[WORK TO DO]: Rewrite the items from the line with "Find dancing man here." to the line with "214,316,325,400", both lines included and the requests kept, scaling every bounding-box coordinate in the answers by 2.5 and rounding to whole numbers, with halves rounded up. Leave the numbers in the requests and their sample boxes unchanged.
** start MATERIAL TO PROCESS **
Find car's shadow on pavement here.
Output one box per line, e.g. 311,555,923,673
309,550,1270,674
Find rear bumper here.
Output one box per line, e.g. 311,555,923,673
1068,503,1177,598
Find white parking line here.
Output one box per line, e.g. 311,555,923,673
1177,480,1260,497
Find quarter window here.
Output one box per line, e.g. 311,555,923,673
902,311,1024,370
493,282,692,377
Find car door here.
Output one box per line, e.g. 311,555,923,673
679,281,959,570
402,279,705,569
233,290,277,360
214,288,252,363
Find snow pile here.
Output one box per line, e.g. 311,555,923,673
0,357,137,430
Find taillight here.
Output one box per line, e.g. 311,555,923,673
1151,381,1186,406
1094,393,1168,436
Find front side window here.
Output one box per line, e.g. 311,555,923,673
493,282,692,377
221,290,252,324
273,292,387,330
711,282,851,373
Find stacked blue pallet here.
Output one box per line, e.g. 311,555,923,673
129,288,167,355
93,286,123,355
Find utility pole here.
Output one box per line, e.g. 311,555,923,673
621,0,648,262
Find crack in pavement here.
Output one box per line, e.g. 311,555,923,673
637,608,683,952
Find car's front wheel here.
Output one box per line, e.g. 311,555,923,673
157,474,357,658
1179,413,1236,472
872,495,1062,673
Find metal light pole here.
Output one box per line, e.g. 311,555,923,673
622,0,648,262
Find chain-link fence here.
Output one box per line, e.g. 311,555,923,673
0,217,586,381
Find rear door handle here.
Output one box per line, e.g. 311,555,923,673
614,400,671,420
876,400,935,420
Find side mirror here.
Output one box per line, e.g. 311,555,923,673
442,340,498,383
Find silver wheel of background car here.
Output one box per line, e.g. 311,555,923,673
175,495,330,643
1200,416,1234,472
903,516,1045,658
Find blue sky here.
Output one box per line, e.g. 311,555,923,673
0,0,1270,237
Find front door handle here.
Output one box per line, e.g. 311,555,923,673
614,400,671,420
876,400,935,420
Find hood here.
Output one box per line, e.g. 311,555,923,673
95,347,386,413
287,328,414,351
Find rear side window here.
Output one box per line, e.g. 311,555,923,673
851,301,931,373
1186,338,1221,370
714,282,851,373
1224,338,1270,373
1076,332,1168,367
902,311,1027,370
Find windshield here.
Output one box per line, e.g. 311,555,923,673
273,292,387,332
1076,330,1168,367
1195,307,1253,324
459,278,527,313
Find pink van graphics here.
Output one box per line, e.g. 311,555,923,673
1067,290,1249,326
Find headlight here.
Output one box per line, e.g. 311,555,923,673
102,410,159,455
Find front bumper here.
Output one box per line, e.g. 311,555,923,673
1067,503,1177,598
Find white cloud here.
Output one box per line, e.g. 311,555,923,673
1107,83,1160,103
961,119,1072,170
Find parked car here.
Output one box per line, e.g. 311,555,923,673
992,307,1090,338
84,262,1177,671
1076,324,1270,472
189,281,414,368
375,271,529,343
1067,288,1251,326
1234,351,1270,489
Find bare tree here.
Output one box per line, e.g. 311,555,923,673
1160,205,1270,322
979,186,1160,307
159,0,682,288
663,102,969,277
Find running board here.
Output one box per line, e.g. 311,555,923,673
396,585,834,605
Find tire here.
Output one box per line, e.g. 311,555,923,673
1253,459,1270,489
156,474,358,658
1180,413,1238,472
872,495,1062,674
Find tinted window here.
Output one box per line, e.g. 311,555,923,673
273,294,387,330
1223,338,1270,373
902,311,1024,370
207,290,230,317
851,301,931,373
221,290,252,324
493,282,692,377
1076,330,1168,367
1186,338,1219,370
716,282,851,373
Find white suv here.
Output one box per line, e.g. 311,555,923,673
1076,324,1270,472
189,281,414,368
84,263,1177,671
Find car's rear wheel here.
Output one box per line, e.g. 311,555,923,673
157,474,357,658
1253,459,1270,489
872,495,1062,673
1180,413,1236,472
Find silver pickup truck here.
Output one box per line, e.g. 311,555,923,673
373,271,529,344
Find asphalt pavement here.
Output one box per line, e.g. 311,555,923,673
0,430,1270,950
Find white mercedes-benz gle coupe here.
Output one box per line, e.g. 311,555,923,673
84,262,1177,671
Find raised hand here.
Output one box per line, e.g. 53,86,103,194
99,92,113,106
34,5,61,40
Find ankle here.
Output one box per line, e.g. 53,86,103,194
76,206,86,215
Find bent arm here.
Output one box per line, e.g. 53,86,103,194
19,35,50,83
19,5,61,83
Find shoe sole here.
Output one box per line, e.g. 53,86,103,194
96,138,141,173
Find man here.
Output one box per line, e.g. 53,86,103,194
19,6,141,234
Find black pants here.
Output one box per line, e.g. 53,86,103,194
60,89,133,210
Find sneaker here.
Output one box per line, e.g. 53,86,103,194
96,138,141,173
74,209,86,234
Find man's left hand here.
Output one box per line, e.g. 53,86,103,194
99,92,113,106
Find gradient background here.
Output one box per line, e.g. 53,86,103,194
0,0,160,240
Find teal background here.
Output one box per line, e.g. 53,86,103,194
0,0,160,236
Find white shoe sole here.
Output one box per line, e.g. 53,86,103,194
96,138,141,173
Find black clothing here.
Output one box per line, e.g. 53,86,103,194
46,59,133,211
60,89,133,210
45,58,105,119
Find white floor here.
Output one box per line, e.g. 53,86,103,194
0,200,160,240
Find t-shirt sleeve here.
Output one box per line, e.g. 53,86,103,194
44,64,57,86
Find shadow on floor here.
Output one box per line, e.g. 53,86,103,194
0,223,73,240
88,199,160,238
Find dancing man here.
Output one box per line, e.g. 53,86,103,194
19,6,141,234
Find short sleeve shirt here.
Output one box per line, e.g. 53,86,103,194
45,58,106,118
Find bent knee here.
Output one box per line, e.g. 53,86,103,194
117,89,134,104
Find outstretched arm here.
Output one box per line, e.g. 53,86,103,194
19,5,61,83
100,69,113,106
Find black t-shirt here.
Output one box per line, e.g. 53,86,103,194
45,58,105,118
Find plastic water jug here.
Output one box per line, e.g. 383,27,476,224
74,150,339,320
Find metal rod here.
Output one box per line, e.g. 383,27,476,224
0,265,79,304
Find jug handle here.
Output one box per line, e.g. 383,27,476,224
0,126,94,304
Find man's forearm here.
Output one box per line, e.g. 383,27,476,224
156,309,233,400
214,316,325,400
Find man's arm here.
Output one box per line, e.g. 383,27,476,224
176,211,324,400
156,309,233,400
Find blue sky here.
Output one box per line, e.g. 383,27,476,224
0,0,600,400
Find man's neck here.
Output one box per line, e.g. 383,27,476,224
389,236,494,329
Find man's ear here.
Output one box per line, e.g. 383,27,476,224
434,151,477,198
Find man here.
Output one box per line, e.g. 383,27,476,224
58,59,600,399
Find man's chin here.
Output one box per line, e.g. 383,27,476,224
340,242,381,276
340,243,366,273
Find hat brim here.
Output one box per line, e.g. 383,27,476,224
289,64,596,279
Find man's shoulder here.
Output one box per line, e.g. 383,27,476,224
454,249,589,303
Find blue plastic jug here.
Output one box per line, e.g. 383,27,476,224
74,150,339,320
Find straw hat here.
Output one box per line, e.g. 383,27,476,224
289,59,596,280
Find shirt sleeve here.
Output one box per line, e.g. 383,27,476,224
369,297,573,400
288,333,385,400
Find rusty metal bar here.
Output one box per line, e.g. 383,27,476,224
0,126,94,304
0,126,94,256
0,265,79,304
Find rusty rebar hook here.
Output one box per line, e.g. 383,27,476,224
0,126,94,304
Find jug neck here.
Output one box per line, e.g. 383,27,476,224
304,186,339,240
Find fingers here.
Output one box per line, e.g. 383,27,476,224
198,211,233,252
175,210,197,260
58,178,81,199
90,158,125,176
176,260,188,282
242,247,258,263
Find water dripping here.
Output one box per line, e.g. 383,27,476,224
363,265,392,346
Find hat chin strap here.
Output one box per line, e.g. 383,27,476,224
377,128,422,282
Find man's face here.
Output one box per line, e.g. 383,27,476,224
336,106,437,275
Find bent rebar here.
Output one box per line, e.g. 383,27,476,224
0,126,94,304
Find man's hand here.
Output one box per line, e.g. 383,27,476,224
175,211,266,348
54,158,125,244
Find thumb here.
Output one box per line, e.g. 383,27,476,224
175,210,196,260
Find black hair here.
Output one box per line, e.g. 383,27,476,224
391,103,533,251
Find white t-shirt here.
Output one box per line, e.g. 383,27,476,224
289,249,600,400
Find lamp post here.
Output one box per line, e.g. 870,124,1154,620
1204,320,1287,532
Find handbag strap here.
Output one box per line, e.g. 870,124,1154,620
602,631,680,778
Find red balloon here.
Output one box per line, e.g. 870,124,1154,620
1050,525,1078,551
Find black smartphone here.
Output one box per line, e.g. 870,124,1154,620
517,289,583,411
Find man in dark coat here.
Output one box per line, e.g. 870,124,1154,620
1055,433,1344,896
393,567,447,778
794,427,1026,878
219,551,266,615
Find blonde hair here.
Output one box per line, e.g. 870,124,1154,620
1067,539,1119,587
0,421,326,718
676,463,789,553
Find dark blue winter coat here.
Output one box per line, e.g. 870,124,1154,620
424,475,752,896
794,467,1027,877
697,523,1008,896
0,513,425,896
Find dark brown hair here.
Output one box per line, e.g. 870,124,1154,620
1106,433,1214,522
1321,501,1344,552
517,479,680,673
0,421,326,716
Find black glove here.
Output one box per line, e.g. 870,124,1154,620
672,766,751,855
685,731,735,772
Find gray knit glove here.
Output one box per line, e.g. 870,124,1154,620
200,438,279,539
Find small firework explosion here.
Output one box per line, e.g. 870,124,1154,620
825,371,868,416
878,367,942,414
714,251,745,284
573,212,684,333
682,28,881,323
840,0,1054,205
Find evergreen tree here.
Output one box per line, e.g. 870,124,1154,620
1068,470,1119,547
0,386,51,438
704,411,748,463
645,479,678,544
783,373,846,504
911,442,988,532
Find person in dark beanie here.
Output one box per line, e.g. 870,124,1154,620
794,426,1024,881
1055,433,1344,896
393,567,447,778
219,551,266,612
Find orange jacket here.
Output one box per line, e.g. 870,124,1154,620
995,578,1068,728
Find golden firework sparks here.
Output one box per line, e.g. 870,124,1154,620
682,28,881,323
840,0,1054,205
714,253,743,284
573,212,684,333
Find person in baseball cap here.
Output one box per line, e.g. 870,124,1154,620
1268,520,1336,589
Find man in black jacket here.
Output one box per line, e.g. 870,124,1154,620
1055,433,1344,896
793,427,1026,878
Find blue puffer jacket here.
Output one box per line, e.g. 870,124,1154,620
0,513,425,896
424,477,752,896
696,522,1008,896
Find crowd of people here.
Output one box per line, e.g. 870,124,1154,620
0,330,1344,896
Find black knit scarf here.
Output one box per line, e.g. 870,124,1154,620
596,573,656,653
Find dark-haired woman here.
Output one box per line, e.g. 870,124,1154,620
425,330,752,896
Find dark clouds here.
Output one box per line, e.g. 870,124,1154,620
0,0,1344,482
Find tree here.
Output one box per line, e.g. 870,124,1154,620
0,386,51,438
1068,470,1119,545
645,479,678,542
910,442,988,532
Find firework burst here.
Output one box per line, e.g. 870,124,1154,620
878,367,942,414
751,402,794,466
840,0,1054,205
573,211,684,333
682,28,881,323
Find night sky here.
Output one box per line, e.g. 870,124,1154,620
** end MATERIAL TO PROCESS **
[COMPLETED EXERCISE]:
Find dancing man here.
Output one box per line, e.g. 53,86,103,194
48,15,353,585
Find short sleeve shirt here.
Output one box per line, e.g. 53,86,103,194
113,145,265,295
Find bent knee here.
Output one box per line, e.g. 53,86,103,194
293,223,335,260
Find outstretched arm here.
Output one box per line, e.g. 53,86,103,194
48,13,153,208
250,173,283,265
Find black t-shirt here.
Output one box per line, e.g. 53,86,103,194
113,145,263,295
Find plastic water jug here.
Output one box per line, e.g. 383,27,476,224
185,375,848,800
Find metal rod here.
Output one box per line, e.g. 383,27,476,224
0,663,198,760
Find jug handle here.
Output one box per line, e.g. 383,27,476,224
0,315,235,760
Find man's forearm here.
Output one box per line, e.g. 383,27,476,224
390,773,583,1000
535,790,813,1000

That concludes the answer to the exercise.